▶ [STATED GOAL 1]: Could you print the entries that come after the Apple TV encoding text, reproducing every line of them without any changes?

== TEXT SHOWN ==

Overview and Discussion:

Apple is obviously the expert when it comes to encoding for their devices, and the new document is much more specific than Apple Technote TN2224, the previous document of record for Apple TV encoding. The new specification has 12 sections, including video encoding, audio encoding, advertising, accessibility, subtitles, trick play, media segment durations (6 seconds with a keyframe interval of 2 seconds), M3U8 playlists, master playlists, and security. The specification does not reference any Apple testing requirements, or what happens if the requirements or recommendations are not met. Presumably, as with TN2224, producers who don’t meet the spec may have their apps rejected when submitted for Apple TV approval. 

Most provisions make perfect sense. For example, producers can now use 200% constrained VBR for encoding, rather than the 110% constrained VBR in TN2224.

30i to 60p?

Others are confusing. For example, the spec states, “You SHOULD de-interlace 30i content to 60p.” A note to the encoding ladder (presented below) also states, “30i source content is considered to have a source frame rate of 60 fps.” Though 30i footage is clearly on the wane, the approach taken by the vast majority of producers is to deinterlace to 30p, not 60p.

===

▶ [STATED GOAL 2]: How would you put this sentence from the Apple TV encoding text into Spanish: "The specification does not reference any Apple testing requirements, or what happens if the requirements or recommendations are not met."

== PROVIDED DATA ==

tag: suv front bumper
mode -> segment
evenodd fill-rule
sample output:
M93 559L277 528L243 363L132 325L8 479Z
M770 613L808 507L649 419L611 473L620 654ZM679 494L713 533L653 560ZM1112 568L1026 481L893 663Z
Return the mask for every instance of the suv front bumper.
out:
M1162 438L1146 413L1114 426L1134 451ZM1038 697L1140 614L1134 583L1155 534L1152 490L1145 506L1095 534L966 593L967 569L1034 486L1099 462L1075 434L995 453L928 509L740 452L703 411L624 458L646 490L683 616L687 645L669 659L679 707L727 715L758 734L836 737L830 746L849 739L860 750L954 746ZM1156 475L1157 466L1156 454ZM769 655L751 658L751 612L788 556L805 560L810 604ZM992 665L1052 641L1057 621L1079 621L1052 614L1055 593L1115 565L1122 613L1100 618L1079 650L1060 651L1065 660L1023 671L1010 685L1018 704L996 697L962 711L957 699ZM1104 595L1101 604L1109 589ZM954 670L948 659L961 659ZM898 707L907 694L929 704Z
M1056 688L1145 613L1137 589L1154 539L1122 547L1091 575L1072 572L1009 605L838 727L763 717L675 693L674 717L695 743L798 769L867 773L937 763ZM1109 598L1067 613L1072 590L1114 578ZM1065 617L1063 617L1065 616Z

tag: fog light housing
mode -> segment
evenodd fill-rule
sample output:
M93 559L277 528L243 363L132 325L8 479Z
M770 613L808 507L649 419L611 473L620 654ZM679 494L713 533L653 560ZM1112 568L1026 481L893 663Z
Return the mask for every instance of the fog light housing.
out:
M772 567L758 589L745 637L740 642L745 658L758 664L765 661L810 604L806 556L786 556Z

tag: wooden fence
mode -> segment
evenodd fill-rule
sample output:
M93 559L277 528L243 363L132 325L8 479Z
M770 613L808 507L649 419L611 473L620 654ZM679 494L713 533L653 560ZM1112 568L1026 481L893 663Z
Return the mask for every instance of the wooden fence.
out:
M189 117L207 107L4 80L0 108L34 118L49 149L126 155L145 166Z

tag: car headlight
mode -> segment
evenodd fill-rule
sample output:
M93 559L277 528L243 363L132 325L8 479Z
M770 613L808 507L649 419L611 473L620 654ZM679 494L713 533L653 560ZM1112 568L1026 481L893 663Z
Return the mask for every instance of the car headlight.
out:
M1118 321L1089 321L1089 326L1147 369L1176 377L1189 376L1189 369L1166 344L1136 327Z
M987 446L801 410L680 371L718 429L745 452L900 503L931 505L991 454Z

===

▶ [EXERCISE OUTPUT 1]:
tag: suv front bumper
mode -> segment
evenodd fill-rule
sample output:
M93 559L277 528L243 363L132 325L8 479Z
M770 613L808 507L649 419L611 473L620 654ZM679 494L713 533L653 560ZM1112 568L1026 481L893 663Z
Return the mask for every instance of the suv front bumper.
out:
M1162 438L1146 413L1114 426L1134 451ZM1038 697L1140 614L1134 583L1155 534L1152 490L1145 506L1095 534L966 593L967 569L1034 486L1099 462L1075 434L995 453L928 509L740 452L703 411L624 458L646 490L683 616L687 645L669 659L679 707L727 715L758 734L836 737L830 746L849 739L860 750L954 746ZM1156 475L1157 466L1156 454ZM769 655L751 658L751 612L788 556L805 560L810 604ZM992 665L1052 641L1057 621L1079 621L1052 614L1055 593L1115 565L1122 613L1100 618L1079 650L1060 651L1065 660L1023 671L1010 685L1018 704L996 697L962 711L957 699ZM1104 595L1101 604L1109 589ZM954 670L948 659L961 659ZM898 707L907 694L929 704Z
M1056 688L1145 613L1137 589L1154 539L1122 547L1091 575L1072 572L1009 605L838 727L763 717L675 693L674 717L695 743L798 769L867 773L937 763ZM1109 598L1067 613L1072 590L1114 578ZM1065 617L1063 617L1065 616Z

tag: fog light housing
mode -> segment
evenodd fill-rule
sample output:
M93 559L277 528L243 363L132 325L8 479Z
M770 613L808 507L649 419L611 473L620 654ZM679 494L713 533L653 560ZM1112 568L1026 481L893 663Z
Return the mask for every instance of the fog light housing.
out:
M772 567L758 589L745 637L740 642L745 658L758 664L765 661L810 604L806 556L786 556Z

tag: wooden fence
mode -> segment
evenodd fill-rule
sample output:
M93 559L277 528L243 363L132 325L8 479Z
M770 613L808 507L649 419L611 473L620 654ZM679 494L713 533L653 560ZM1112 568L1026 481L893 663Z
Return the mask for every instance of the wooden fence.
out:
M189 117L207 107L4 80L0 108L34 118L49 149L126 155L145 166Z

tag: car headlight
mode -> segment
evenodd fill-rule
sample output:
M93 559L277 528L243 363L132 325L8 479Z
M770 613L808 507L649 419L611 473L620 654ZM679 494L713 533L653 560ZM1112 568L1026 481L893 663Z
Return the mask for every instance of the car headlight.
out:
M1118 321L1089 321L1089 326L1147 369L1176 377L1189 376L1189 369L1166 344L1136 327Z
M987 446L801 410L680 371L718 429L745 452L900 503L931 505L991 454Z

▶ [EXERCISE OUTPUT 2]: La especificación no hace referencia a ningún requisito de pruebas de Apple ni a lo que ocurre si no se cumplen los requisitos o las recomendaciones.